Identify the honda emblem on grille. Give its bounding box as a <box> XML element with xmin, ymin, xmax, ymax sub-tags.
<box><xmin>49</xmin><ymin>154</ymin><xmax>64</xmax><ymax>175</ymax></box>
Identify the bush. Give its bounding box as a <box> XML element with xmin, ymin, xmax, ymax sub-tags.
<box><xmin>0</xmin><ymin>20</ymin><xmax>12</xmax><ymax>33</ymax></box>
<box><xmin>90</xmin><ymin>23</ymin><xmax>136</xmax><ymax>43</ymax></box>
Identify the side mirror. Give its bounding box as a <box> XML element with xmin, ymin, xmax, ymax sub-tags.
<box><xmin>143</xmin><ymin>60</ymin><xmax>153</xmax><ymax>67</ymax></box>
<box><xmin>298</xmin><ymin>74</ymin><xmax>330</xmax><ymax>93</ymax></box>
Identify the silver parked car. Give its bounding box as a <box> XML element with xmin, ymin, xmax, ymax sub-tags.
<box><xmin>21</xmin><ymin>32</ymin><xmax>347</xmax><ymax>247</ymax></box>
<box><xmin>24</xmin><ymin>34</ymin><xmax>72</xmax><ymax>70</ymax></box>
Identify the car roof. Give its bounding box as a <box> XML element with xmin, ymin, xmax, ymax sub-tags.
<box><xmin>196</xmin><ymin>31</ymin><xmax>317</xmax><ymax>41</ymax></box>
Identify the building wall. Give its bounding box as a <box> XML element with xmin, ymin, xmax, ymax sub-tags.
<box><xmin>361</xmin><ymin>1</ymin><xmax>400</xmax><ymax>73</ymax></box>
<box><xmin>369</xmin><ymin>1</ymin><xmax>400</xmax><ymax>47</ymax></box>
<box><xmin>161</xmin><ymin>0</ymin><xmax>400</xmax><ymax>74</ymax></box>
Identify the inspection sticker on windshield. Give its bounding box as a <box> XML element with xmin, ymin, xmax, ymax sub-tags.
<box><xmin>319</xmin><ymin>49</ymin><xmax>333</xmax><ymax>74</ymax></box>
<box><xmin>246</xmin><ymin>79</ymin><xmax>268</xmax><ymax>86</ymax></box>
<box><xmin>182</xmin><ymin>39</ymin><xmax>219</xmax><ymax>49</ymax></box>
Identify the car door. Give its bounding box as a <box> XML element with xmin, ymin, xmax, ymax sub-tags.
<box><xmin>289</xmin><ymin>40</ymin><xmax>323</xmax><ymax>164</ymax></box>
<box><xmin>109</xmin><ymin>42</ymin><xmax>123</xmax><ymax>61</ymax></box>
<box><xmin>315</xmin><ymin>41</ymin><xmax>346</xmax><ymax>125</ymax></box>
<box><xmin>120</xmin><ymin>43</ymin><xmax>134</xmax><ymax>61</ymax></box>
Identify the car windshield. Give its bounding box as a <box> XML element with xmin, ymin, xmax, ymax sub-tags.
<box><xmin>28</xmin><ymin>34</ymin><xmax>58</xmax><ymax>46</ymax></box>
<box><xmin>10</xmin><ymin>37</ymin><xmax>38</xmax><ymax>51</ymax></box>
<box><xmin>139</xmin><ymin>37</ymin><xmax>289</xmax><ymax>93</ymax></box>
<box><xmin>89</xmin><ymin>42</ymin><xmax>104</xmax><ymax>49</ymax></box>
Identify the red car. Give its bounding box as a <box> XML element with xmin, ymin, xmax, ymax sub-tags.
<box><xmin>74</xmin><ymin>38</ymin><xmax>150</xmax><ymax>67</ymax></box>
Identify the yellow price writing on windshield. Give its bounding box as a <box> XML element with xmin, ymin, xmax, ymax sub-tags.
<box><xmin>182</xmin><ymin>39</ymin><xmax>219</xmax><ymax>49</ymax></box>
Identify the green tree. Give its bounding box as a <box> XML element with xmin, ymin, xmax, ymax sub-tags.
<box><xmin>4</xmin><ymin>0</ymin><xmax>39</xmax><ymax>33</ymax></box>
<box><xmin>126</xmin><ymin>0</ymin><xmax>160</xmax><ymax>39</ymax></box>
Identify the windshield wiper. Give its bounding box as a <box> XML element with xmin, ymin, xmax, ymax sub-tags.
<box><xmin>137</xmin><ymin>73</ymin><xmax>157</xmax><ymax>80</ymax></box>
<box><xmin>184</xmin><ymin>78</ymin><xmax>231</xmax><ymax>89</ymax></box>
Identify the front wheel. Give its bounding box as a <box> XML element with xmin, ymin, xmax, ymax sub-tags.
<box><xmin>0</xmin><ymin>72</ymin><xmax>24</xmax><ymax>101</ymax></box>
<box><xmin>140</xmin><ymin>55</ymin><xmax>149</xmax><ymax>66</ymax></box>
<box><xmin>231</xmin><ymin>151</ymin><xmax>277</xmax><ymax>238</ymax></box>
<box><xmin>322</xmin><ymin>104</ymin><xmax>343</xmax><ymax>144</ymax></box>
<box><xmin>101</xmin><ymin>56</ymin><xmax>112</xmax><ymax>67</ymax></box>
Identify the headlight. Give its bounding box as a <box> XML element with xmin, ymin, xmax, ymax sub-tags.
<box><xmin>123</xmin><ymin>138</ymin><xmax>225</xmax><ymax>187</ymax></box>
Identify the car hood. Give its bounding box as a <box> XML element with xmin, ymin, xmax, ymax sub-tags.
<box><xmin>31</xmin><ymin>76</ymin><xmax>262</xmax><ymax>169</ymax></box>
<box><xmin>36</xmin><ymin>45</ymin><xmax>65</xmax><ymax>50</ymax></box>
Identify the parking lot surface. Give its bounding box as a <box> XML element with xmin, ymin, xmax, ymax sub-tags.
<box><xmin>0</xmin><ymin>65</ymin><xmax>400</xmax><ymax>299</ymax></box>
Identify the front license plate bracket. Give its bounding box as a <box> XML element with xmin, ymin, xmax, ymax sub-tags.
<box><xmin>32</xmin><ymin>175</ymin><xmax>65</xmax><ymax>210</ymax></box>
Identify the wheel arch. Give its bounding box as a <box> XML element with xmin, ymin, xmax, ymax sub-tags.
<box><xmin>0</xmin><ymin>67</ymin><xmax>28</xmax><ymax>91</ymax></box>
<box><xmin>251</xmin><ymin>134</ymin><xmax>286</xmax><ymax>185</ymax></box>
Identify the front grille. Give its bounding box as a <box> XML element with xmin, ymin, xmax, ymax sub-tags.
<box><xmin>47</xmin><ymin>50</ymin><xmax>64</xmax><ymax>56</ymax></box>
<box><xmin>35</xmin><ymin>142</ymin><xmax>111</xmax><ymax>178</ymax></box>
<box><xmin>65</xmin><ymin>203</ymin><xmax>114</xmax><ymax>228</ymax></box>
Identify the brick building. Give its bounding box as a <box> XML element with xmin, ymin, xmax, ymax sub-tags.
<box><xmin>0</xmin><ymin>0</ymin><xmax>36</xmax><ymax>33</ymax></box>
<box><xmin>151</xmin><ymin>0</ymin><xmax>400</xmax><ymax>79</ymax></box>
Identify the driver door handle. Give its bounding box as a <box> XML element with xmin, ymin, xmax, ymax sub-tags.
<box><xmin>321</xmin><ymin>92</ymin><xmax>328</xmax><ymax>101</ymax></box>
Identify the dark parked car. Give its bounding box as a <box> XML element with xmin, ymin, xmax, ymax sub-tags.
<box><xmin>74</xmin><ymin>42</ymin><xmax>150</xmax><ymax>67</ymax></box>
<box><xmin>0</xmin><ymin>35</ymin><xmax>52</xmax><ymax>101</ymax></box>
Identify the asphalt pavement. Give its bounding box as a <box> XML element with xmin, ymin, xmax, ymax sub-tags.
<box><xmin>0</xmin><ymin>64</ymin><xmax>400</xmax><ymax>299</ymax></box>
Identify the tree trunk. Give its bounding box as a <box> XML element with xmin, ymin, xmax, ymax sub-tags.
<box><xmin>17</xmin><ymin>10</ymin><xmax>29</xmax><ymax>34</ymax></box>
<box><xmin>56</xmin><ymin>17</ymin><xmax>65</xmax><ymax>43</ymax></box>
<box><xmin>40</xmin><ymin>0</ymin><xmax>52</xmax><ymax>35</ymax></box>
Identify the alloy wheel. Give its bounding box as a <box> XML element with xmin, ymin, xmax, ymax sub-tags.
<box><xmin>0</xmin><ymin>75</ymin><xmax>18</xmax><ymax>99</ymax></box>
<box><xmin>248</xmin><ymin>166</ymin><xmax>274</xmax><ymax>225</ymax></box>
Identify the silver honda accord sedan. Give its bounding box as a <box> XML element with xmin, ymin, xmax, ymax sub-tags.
# # #
** Task to complete **
Identify every line of the entries above that contains the word "silver", treating uppercase and lowercase letters as different, and copy each of those lines.

** Response for this exercise **
Identify the silver parked car. Give its bounding box as a <box> XML element with xmin, ymin, xmax, ymax sub-tags.
Identify the silver honda accord sedan. Give its bounding box as a <box> XML element with xmin, ymin, xmax, ymax sub-tags.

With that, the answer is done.